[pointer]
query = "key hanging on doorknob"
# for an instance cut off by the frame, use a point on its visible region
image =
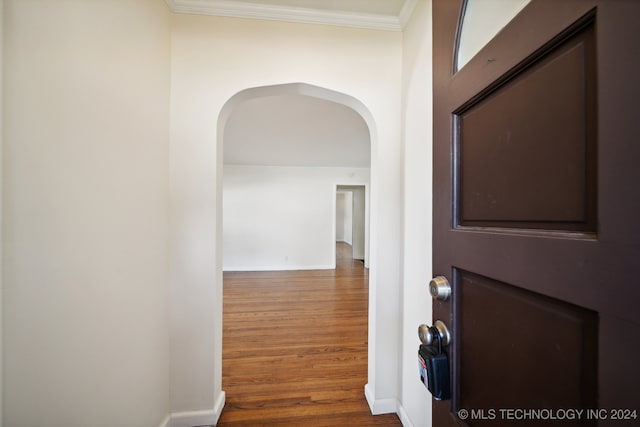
(433, 361)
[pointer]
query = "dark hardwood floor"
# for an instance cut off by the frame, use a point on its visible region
(295, 348)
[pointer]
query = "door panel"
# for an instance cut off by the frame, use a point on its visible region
(527, 146)
(525, 349)
(536, 200)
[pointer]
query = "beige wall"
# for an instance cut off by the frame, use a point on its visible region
(213, 59)
(417, 252)
(86, 113)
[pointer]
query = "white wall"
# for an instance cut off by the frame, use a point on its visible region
(214, 59)
(1, 197)
(282, 218)
(85, 233)
(344, 217)
(417, 90)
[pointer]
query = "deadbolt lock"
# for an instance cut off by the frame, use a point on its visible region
(439, 288)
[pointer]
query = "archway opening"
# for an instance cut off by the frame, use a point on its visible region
(266, 169)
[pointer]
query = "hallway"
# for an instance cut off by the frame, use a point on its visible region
(295, 347)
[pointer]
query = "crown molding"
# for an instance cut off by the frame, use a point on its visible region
(293, 14)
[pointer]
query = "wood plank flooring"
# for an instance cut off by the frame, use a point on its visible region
(295, 348)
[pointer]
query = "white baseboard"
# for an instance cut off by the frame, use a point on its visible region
(281, 268)
(404, 417)
(380, 406)
(208, 417)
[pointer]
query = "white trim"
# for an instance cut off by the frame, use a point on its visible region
(404, 417)
(406, 12)
(380, 406)
(293, 14)
(207, 417)
(282, 267)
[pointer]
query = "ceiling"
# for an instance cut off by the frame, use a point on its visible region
(296, 130)
(389, 15)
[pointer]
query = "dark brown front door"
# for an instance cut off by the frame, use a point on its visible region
(537, 216)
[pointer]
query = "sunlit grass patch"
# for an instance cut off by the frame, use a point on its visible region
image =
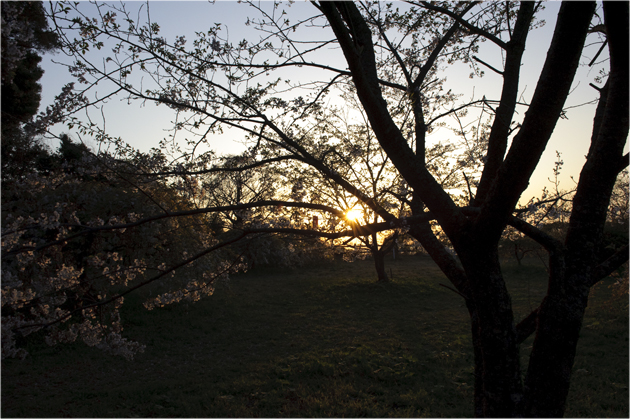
(310, 342)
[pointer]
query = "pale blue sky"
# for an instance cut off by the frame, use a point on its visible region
(143, 127)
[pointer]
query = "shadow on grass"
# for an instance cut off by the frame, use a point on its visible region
(317, 342)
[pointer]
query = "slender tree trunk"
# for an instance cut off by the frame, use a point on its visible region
(379, 263)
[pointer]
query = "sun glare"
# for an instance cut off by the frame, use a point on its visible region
(353, 214)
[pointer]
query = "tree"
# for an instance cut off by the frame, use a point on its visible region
(25, 35)
(218, 84)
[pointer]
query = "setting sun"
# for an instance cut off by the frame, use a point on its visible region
(353, 214)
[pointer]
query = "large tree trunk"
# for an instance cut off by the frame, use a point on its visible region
(498, 382)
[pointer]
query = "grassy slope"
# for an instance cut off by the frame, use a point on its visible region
(318, 341)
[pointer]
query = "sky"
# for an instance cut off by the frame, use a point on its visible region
(143, 127)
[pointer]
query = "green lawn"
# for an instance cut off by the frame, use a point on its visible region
(310, 342)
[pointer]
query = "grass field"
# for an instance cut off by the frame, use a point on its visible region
(310, 342)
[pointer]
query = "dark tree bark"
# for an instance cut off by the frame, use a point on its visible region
(477, 276)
※
**Your goal:**
Extract and copy every line in the records above that contains the word "trunk".

**Reply to the exercise:**
query = "slender tree trunk"
query = "large tree trunk"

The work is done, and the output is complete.